Stated problem
From the text below on hope in the Lord, extract word for word the part that opens with the words containing "or with the" and closes with "is your faithfulness.".

Text
>>>>
God Is Not Done with Our Nation
Hope-filled biblical focus is needed if we are to see a movement of prayer that moves the hand of God regarding the United States. Christians need to believe that God is not done with our nation and begin praying with passion according to the purposes of God. The focus of our hope must be in God and His Word.
If we look to our politicians, we will not have hope. If we look to our culture, we will lose our hope. If the economy is where we are placing out trust, hope will be lost with every downturn. Our hope must be in the Lord!
Scripture is filled with the command to hope in the Lord. Many times, that is directed to an individual for their own salvation. Sometimes though, it is directed to a nation. The Psalmist speaks to Israel with this powerful word,
“O Israel, hope in the Lord!
or with the Lord there is steadfast love,
and with him is plentiful redemption”(Ps. 130:7, esv).
In a passage that I believe speaks much to our current situation, the author of Lamentations spends the first part of chapter 3 bemoaning the horrible situation that he is in. In verse 21 though, his thoughts turn to the mercies of God and he takes hope. Consider this powerful picture.
“But this I call to mind,
and therefore I have hope:
The steadfast love of the Lord never ceases;
his mercies never come to an end;
they are new every morning;
great is your faithfulness.
“The Lord is my portion,” says my soul,
“therefore I will hope in him.”
The Lord is good to those who wait for him,
to the soul who seeks him.
It is good that one should wait quietly
for the salvation of the Lord.
It is good for a man that he bear
the yoke in his youth.
<<<<
Records from a collection
>>>>
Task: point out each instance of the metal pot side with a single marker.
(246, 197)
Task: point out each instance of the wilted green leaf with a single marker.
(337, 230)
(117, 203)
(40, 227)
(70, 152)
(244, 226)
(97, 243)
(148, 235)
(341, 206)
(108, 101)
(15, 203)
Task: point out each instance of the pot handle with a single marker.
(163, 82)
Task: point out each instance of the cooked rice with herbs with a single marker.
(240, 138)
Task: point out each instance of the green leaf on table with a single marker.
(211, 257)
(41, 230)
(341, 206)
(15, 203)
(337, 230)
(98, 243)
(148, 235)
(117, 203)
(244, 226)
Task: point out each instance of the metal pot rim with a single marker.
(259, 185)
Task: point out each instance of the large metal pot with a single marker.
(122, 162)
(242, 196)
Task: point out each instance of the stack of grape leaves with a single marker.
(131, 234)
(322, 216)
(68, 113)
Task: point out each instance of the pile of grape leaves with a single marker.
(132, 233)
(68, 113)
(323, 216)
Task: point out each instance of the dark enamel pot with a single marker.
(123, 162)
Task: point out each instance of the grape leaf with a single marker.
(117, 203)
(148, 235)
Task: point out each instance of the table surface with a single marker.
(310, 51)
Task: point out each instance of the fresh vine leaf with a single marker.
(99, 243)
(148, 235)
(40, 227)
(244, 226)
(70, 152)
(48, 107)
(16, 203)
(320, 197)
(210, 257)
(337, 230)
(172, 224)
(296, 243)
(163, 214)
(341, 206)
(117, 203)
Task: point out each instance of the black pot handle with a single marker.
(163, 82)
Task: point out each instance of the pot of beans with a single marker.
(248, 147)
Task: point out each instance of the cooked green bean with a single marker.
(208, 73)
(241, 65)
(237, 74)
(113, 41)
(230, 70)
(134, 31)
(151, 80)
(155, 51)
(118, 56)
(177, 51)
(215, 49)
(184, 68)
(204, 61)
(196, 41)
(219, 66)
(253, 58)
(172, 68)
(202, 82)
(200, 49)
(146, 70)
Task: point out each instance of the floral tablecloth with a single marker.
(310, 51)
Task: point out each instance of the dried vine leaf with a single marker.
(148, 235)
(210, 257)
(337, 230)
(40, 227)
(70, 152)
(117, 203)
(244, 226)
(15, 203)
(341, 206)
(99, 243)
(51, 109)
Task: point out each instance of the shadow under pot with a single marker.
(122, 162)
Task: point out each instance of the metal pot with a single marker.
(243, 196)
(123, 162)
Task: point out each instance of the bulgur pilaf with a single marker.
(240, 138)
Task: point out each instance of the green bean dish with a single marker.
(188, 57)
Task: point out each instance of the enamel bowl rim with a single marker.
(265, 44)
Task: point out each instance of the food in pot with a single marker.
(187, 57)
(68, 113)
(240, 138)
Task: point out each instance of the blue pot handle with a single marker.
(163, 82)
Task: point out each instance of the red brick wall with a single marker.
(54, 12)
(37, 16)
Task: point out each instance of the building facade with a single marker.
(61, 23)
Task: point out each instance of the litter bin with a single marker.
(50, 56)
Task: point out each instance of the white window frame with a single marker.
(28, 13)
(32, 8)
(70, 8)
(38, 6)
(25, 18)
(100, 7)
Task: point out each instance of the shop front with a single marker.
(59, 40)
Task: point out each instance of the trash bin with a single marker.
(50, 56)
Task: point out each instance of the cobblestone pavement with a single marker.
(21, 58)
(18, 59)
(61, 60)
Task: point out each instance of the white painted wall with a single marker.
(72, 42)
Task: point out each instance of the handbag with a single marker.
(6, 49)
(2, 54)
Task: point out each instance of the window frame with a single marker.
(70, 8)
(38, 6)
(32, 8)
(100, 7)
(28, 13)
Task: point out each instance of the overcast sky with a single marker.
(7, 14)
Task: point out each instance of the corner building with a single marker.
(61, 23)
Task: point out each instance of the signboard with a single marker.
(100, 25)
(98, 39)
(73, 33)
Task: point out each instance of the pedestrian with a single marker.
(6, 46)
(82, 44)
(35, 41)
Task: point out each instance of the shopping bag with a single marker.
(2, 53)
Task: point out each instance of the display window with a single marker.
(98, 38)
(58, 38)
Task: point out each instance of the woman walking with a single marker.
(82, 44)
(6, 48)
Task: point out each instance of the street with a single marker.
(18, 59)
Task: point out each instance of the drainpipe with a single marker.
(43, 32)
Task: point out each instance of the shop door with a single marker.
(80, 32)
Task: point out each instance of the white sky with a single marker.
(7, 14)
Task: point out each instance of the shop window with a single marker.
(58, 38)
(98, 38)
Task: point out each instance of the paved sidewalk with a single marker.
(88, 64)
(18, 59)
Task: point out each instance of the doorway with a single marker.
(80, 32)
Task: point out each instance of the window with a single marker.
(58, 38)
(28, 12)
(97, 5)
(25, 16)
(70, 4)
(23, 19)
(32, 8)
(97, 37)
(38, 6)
<<<<
>>>>
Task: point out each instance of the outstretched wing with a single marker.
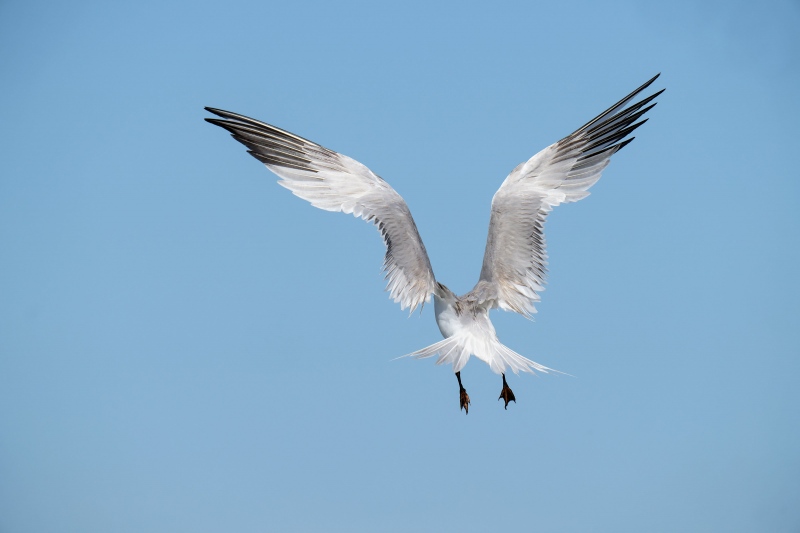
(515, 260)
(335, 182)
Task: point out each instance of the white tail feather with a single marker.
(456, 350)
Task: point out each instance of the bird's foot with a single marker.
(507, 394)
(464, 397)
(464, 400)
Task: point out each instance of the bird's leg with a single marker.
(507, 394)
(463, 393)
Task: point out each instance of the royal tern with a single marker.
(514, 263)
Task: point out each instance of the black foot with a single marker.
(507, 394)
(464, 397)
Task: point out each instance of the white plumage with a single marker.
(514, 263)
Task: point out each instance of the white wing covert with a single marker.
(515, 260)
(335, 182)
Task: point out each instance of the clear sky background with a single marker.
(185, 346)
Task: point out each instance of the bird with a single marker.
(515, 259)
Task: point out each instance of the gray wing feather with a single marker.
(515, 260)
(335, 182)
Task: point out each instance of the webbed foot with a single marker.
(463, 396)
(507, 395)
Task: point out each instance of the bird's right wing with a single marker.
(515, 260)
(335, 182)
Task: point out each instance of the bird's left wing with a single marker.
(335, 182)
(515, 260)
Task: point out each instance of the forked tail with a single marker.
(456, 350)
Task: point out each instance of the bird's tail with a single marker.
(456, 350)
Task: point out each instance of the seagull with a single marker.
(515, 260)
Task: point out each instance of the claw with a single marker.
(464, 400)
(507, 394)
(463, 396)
<<<<
Response
or with the Lord there is steadfast love,
and with him is plentiful redemption”(Ps. 130:7, esv).
In a passage that I believe speaks much to our current situation, the author of Lamentations spends the first part of chapter 3 bemoaning the horrible situation that he is in. In verse 21 though, his thoughts turn to the mercies of God and he takes hope. Consider this powerful picture.
“But this I call to mind,
and therefore I have hope:
The steadfast love of the Lord never ceases;
his mercies never come to an end;
they are new every morning;
great is your faithfulness.